> [What the exercise asks]:
Taking the line that contains "point(156, 41)" as the first, copy each line exactly up to and including the last line below.

Saved entries:

== Segment start ==

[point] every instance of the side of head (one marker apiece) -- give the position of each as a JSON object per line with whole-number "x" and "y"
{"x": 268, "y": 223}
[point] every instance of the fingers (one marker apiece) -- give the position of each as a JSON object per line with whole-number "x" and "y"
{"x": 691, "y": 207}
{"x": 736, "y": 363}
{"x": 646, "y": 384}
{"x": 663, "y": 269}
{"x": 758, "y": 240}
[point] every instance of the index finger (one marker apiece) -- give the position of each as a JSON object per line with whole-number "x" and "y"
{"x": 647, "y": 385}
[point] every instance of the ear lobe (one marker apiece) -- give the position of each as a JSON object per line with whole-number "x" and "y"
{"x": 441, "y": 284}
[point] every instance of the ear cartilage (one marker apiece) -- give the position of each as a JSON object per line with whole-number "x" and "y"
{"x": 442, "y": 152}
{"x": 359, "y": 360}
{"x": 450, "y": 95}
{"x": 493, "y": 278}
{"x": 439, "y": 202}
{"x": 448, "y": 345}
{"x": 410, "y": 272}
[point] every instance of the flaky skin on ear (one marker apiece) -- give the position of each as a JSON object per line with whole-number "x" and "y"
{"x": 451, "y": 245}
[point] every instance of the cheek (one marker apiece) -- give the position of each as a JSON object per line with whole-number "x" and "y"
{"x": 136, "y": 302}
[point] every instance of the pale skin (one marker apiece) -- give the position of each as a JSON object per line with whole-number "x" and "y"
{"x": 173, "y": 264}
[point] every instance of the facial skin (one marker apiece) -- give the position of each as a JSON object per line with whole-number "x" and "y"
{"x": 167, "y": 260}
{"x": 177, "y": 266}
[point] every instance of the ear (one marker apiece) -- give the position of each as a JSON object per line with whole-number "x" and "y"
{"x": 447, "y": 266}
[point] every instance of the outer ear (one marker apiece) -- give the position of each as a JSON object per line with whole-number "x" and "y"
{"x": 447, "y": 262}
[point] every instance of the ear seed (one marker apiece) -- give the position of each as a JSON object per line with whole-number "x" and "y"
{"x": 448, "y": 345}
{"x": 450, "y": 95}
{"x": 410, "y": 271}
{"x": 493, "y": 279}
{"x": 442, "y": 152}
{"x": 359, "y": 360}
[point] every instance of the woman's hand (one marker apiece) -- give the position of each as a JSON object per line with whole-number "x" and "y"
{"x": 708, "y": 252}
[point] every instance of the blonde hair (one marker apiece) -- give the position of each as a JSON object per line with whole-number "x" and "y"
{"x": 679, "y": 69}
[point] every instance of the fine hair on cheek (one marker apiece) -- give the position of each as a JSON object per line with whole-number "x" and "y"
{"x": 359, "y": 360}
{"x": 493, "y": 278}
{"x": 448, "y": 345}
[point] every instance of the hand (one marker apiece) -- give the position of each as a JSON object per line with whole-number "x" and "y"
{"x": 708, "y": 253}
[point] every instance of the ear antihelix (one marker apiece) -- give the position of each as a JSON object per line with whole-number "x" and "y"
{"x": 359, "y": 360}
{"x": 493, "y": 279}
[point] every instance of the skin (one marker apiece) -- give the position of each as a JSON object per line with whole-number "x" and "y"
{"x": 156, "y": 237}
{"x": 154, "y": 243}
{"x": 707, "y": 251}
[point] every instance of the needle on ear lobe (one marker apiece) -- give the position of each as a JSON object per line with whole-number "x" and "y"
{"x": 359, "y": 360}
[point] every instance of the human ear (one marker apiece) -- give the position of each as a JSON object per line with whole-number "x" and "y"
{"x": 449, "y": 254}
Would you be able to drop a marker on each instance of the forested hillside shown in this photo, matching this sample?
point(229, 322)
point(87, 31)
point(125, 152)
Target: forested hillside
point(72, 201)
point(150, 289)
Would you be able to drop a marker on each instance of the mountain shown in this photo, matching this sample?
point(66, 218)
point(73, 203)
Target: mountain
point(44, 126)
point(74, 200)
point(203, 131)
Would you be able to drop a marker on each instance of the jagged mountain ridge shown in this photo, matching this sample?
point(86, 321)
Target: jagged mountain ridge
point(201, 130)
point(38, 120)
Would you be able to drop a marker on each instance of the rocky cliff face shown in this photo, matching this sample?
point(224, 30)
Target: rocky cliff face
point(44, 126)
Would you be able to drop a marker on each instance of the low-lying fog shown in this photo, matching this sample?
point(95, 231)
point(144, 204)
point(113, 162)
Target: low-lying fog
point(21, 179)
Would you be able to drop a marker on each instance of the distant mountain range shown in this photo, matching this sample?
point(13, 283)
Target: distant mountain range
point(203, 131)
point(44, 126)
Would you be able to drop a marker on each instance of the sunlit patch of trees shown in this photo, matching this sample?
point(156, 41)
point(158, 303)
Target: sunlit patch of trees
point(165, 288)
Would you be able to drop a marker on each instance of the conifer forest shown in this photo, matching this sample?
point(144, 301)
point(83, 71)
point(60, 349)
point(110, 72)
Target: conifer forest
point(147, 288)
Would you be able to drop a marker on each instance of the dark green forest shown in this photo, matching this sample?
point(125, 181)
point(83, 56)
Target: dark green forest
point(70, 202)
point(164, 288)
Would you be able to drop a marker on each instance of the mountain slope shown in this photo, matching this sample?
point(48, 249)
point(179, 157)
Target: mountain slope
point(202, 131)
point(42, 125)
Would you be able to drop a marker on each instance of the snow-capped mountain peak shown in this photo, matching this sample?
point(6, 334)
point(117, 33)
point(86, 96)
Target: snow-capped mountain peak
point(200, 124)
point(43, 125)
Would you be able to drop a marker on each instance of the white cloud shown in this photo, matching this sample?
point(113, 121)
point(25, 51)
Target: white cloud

== Segment end ==

> [Solved problem]:
point(156, 41)
point(158, 303)
Target: sunlit patch of trees
point(165, 288)
Would you be able to drop a marker on each instance of the conifer forest shown in this photo, matching this sample?
point(144, 301)
point(83, 71)
point(60, 349)
point(110, 72)
Target: conifer forest
point(147, 288)
Would you be able to drop a marker on each instance of the dark green forest shown in this photo, matching this sample?
point(125, 181)
point(83, 56)
Target: dark green forest
point(70, 202)
point(164, 288)
Would you be able to drop a marker on each instance of the mountain slope shown in this photo, matching this sample?
point(48, 249)
point(179, 157)
Target: mountain slope
point(202, 131)
point(42, 125)
Would you be able to drop a marker on each instance of the snow-capped mountain peak shown in this photo, matching this sample?
point(6, 334)
point(117, 33)
point(86, 96)
Target: snow-capped mountain peak
point(200, 124)
point(43, 125)
Would you be able to drop a marker on each instance of the white cloud shown in this photo, matching this sample?
point(113, 121)
point(25, 51)
Target: white cloud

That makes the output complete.